[Dataset excerpts]
/---
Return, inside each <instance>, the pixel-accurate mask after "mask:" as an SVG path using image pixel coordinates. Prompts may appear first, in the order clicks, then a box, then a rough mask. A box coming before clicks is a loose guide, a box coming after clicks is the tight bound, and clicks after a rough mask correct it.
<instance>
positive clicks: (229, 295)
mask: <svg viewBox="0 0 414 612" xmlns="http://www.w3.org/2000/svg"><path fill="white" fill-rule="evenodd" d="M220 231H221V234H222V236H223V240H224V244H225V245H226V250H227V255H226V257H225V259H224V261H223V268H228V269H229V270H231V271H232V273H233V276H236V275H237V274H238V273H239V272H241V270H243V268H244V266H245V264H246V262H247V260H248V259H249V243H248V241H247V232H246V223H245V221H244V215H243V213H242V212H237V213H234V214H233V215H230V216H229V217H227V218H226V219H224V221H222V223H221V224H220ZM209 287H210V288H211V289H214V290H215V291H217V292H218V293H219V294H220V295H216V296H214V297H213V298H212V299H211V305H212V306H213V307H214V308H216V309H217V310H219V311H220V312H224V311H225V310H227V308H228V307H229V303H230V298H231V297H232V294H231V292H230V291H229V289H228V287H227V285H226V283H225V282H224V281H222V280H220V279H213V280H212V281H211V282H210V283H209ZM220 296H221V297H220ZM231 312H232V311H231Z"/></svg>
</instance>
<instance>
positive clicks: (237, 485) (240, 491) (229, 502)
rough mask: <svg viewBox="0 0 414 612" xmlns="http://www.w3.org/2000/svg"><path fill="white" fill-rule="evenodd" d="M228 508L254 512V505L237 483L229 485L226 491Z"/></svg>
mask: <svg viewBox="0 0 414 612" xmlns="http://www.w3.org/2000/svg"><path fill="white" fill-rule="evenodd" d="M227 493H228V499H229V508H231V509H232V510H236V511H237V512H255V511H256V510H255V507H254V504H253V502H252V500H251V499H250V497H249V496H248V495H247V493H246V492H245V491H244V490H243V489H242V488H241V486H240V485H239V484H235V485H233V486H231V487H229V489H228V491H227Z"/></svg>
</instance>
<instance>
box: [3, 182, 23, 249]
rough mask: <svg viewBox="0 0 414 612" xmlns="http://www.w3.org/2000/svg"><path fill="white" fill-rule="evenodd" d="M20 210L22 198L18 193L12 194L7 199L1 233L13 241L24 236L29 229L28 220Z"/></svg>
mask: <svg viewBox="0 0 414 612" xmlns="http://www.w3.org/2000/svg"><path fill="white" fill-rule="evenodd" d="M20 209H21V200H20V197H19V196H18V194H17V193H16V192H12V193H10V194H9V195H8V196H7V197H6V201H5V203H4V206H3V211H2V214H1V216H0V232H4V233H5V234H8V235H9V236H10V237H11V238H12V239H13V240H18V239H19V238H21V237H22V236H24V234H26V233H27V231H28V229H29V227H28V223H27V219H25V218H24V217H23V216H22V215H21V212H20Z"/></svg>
\---
- _Job_: Render the entries above as a numbered list, omitting any blank lines.

- _Exercise result_:
1. Return, inside each <instance>, the pixel-accurate mask after "mask:" as an SVG path using image pixel coordinates. Prompts may appear first, in the order clicks, then a box, then a rough mask. A box coming before clicks is a loose guide, a box coming after clicks is the tight bound, and clicks after a rough mask correct it.
2. <instance>
3. positive clicks: (229, 295)
4. mask: <svg viewBox="0 0 414 612" xmlns="http://www.w3.org/2000/svg"><path fill="white" fill-rule="evenodd" d="M220 231H221V234H222V236H223V240H224V244H225V245H226V250H227V255H226V257H225V259H224V261H223V268H228V269H229V270H231V271H232V273H233V276H236V275H237V274H238V273H239V272H241V270H243V268H244V266H245V264H246V262H247V260H248V259H249V243H248V241H247V232H246V223H245V221H244V215H243V213H242V212H237V213H234V214H233V215H230V216H229V217H227V218H226V219H224V221H222V223H221V224H220ZM209 287H210V288H211V289H214V290H215V291H217V292H218V293H219V294H220V295H216V296H214V297H213V298H212V299H211V305H212V306H213V307H214V308H216V309H217V310H219V311H220V312H224V311H225V310H227V308H228V307H229V303H230V298H231V297H232V294H231V292H230V291H229V289H228V287H227V285H226V283H225V282H224V281H222V280H220V279H213V280H212V281H211V282H210V283H209ZM220 296H221V297H220ZM231 312H232V311H231Z"/></svg>
5. </instance>
6. <instance>
7. positive clicks: (237, 485) (240, 491) (229, 502)
8. rough mask: <svg viewBox="0 0 414 612" xmlns="http://www.w3.org/2000/svg"><path fill="white" fill-rule="evenodd" d="M228 508L254 512V505L237 483L229 485L226 491Z"/></svg>
9. mask: <svg viewBox="0 0 414 612" xmlns="http://www.w3.org/2000/svg"><path fill="white" fill-rule="evenodd" d="M227 493H228V499H229V508H231V509H232V510H236V511H237V512H255V511H256V510H255V507H254V504H253V502H252V500H251V499H250V497H249V496H248V495H247V493H246V492H245V491H244V490H243V489H242V488H241V486H240V485H239V484H235V485H233V486H231V487H229V489H228V491H227Z"/></svg>
10. </instance>
11. <instance>
12. box: [3, 182, 23, 249]
13. rough mask: <svg viewBox="0 0 414 612" xmlns="http://www.w3.org/2000/svg"><path fill="white" fill-rule="evenodd" d="M20 210L22 198L18 193L12 194L7 199L1 233L13 241L24 236L29 229L28 220Z"/></svg>
14. mask: <svg viewBox="0 0 414 612" xmlns="http://www.w3.org/2000/svg"><path fill="white" fill-rule="evenodd" d="M20 209H21V200H20V197H19V196H18V194H17V193H16V192H12V193H10V194H9V195H8V196H7V197H6V201H5V203H4V206H3V211H2V214H1V216H0V232H4V233H5V234H8V235H9V236H10V237H11V238H12V239H13V240H18V239H19V238H21V237H22V236H24V234H26V233H27V231H28V229H29V227H28V223H27V219H25V218H24V217H23V216H22V215H21V212H20Z"/></svg>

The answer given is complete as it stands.